Records shown:
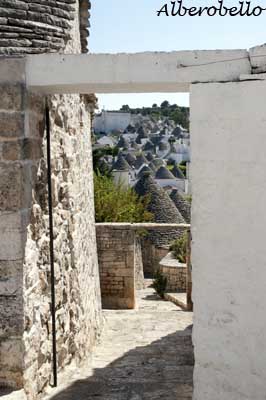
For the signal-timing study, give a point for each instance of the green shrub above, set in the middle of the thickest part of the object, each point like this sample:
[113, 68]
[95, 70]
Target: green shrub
[116, 203]
[159, 283]
[179, 248]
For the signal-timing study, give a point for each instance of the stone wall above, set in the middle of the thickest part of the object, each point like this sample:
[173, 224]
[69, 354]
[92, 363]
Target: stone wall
[175, 272]
[228, 127]
[139, 272]
[41, 26]
[152, 255]
[120, 265]
[25, 341]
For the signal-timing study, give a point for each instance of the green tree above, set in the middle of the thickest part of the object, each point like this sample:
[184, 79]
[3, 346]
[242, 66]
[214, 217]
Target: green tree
[116, 203]
[165, 104]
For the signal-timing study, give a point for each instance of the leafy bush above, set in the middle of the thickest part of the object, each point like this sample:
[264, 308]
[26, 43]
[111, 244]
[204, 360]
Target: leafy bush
[159, 283]
[116, 203]
[179, 248]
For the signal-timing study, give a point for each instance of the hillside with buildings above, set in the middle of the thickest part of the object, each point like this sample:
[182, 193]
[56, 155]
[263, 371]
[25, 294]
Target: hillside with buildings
[142, 144]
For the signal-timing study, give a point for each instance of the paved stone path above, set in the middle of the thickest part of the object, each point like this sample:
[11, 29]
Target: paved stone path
[145, 354]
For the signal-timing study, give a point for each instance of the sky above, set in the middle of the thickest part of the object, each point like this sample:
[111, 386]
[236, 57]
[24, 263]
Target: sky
[133, 26]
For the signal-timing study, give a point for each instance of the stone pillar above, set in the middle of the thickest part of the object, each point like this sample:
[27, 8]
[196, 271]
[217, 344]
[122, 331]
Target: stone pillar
[25, 291]
[116, 255]
[17, 153]
[228, 171]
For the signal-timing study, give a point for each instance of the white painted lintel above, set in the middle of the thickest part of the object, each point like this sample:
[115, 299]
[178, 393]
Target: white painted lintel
[133, 73]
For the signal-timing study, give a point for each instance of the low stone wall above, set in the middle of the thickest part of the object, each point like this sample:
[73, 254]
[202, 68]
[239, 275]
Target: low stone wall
[175, 272]
[152, 255]
[120, 265]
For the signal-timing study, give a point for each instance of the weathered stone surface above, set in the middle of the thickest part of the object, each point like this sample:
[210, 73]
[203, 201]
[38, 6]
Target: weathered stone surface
[15, 186]
[11, 362]
[12, 124]
[175, 272]
[23, 149]
[59, 19]
[143, 354]
[25, 359]
[119, 268]
[11, 315]
[11, 98]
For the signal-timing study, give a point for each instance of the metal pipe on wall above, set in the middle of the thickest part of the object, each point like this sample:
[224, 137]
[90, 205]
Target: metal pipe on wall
[51, 234]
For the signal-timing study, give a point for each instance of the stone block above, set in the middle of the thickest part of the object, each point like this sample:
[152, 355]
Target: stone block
[11, 124]
[11, 315]
[12, 70]
[13, 235]
[11, 362]
[15, 186]
[22, 149]
[11, 277]
[12, 96]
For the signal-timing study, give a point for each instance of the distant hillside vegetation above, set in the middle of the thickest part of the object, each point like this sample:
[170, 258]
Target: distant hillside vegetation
[179, 114]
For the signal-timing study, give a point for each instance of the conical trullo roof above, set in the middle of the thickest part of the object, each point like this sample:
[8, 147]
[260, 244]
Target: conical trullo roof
[122, 143]
[157, 162]
[149, 156]
[177, 132]
[148, 146]
[163, 209]
[176, 171]
[121, 164]
[155, 140]
[145, 170]
[164, 173]
[140, 160]
[130, 128]
[163, 146]
[135, 145]
[130, 158]
[152, 167]
[182, 205]
[142, 133]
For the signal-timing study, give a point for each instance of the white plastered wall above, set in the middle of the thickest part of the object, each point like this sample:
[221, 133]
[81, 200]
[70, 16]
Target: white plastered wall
[228, 174]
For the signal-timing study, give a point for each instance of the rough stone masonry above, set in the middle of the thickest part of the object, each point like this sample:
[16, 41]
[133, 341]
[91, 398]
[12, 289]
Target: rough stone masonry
[25, 334]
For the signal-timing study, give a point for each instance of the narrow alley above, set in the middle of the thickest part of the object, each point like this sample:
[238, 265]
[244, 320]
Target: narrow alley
[144, 354]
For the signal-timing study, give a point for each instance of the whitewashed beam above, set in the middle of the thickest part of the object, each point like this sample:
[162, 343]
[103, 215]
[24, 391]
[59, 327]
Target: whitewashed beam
[258, 58]
[134, 73]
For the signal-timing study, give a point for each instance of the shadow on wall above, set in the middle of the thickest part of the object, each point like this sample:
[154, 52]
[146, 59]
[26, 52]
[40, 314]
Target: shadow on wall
[161, 370]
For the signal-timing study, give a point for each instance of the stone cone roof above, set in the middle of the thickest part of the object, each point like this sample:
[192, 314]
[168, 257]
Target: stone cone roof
[145, 170]
[183, 206]
[142, 133]
[177, 132]
[157, 162]
[140, 160]
[152, 167]
[162, 208]
[176, 171]
[122, 143]
[149, 156]
[138, 139]
[155, 140]
[134, 145]
[163, 146]
[130, 128]
[130, 159]
[148, 146]
[121, 164]
[164, 173]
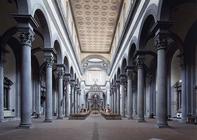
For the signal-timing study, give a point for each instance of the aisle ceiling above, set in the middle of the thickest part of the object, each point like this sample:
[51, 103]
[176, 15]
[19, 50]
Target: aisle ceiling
[96, 22]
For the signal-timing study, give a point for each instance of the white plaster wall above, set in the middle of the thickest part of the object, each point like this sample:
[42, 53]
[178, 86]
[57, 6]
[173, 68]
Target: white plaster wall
[92, 76]
[10, 73]
[175, 76]
[125, 47]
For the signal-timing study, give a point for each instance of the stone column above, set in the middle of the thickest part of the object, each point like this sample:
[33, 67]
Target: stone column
[71, 98]
[49, 86]
[130, 92]
[118, 96]
[122, 92]
[26, 37]
[1, 89]
[72, 82]
[77, 99]
[60, 72]
[183, 89]
[38, 97]
[67, 94]
[161, 95]
[140, 88]
[115, 98]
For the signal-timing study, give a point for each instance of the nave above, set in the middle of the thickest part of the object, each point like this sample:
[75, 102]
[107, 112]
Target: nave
[95, 127]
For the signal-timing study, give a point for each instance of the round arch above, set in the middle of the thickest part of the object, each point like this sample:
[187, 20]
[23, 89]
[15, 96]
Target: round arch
[123, 66]
[44, 29]
[58, 52]
[66, 63]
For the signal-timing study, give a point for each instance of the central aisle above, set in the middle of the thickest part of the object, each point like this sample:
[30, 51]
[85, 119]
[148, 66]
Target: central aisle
[95, 116]
[95, 127]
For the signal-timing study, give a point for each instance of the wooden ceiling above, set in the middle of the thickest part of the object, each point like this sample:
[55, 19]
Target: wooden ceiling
[96, 22]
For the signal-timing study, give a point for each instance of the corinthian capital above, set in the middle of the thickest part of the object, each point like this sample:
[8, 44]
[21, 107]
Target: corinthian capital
[26, 38]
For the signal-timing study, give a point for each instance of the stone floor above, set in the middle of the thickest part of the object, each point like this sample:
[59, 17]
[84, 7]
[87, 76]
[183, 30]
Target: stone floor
[97, 128]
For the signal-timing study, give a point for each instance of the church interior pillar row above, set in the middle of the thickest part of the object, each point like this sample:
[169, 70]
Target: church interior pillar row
[60, 72]
[49, 57]
[140, 88]
[161, 43]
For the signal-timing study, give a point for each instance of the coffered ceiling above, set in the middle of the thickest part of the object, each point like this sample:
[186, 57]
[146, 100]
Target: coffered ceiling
[96, 23]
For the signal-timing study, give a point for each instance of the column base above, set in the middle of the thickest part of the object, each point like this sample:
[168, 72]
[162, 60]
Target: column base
[141, 120]
[48, 120]
[162, 126]
[1, 121]
[130, 118]
[60, 118]
[183, 120]
[25, 126]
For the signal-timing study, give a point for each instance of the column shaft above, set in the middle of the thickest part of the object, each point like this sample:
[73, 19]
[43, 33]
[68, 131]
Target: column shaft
[140, 95]
[1, 90]
[60, 95]
[123, 101]
[26, 80]
[26, 88]
[130, 98]
[38, 99]
[183, 90]
[161, 96]
[49, 89]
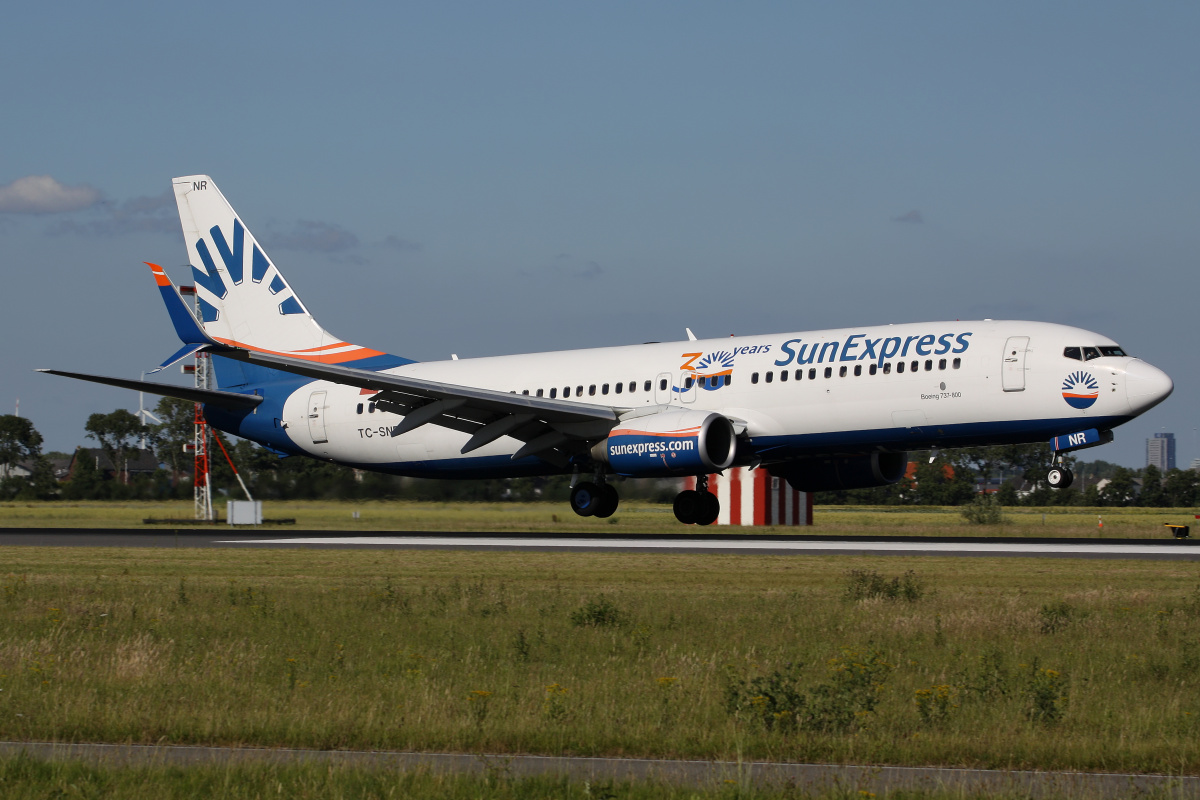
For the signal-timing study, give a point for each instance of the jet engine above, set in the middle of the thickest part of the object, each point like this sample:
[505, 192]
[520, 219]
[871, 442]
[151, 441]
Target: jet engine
[833, 473]
[687, 441]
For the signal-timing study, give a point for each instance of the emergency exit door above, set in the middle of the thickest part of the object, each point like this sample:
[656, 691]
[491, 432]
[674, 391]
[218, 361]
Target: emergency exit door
[1012, 374]
[317, 417]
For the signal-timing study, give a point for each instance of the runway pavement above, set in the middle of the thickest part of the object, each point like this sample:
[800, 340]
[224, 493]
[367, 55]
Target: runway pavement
[762, 545]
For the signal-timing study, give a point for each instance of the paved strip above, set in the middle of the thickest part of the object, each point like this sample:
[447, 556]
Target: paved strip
[807, 777]
[1074, 548]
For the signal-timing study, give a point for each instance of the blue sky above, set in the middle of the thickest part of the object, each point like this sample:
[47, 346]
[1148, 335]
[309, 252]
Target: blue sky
[495, 178]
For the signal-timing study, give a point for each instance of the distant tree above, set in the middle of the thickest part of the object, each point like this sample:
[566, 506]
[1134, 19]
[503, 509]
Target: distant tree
[177, 429]
[1181, 487]
[19, 440]
[87, 480]
[118, 433]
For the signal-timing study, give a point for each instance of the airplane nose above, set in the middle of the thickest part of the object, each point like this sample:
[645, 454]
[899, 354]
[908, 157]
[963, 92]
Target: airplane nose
[1146, 385]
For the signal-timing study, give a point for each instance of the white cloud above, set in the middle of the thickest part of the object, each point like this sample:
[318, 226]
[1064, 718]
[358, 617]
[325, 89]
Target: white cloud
[43, 194]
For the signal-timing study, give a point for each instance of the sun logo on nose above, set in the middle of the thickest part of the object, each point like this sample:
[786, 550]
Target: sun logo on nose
[1080, 390]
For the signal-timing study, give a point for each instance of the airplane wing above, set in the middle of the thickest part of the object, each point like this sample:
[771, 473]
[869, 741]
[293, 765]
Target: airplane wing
[232, 401]
[550, 428]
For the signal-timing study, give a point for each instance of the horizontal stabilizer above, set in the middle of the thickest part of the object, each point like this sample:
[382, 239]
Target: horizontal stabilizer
[231, 401]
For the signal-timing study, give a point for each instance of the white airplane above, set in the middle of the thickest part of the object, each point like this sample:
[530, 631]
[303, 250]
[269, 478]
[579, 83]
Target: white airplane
[822, 409]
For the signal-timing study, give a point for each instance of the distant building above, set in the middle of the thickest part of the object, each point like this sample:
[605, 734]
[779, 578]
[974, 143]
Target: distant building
[1161, 451]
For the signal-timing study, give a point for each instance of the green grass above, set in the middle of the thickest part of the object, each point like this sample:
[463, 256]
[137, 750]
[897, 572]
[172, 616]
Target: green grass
[633, 517]
[976, 662]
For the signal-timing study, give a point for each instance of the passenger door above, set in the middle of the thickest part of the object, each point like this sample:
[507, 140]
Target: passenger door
[1012, 374]
[317, 417]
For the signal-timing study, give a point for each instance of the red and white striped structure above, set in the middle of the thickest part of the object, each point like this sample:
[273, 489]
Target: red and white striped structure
[753, 497]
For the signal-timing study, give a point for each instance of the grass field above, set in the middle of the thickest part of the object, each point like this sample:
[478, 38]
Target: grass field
[24, 779]
[633, 517]
[1055, 663]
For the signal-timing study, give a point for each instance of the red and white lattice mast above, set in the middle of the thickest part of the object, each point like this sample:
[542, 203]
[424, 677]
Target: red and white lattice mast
[202, 487]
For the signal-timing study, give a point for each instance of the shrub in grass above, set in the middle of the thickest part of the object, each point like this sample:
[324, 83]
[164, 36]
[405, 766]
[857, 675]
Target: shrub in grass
[1045, 692]
[869, 584]
[1055, 617]
[598, 612]
[984, 510]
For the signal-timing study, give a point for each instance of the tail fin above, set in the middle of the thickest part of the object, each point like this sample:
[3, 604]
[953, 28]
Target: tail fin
[243, 298]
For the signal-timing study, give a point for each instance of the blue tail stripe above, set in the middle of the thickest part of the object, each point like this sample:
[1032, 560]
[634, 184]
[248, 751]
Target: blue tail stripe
[232, 258]
[210, 280]
[258, 265]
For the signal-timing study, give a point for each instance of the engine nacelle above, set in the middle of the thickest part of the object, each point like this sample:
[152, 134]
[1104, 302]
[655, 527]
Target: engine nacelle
[833, 473]
[670, 443]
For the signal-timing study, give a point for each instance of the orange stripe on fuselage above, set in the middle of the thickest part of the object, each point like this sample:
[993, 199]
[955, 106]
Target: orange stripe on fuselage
[334, 358]
[160, 276]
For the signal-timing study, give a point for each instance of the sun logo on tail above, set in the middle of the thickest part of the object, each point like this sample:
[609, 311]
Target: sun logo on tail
[1080, 390]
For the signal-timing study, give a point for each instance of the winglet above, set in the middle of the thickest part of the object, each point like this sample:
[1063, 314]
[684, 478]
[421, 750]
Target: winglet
[186, 328]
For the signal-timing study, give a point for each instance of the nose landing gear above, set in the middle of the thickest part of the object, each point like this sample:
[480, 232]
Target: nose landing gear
[1060, 476]
[591, 499]
[697, 506]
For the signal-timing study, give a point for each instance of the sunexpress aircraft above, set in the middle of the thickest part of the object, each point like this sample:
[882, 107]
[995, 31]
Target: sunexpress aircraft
[821, 409]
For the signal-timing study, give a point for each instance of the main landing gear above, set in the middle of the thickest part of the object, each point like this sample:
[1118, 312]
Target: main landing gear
[591, 499]
[1060, 476]
[697, 506]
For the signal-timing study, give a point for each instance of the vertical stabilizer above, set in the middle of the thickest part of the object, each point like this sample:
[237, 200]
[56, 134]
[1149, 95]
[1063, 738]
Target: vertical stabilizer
[244, 299]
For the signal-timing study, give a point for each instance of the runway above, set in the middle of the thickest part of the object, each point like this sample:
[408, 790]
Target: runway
[717, 543]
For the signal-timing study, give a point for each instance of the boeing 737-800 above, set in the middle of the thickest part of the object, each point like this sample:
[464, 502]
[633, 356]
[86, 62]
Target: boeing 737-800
[821, 409]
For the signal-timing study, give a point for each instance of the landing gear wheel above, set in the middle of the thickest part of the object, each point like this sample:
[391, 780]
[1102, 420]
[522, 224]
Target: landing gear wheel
[688, 506]
[709, 509]
[1060, 477]
[586, 498]
[609, 501]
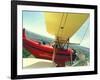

Problem statement: How many lines in the records above contain the string "plastered"? Reply with the number alone.

Result of the task: 2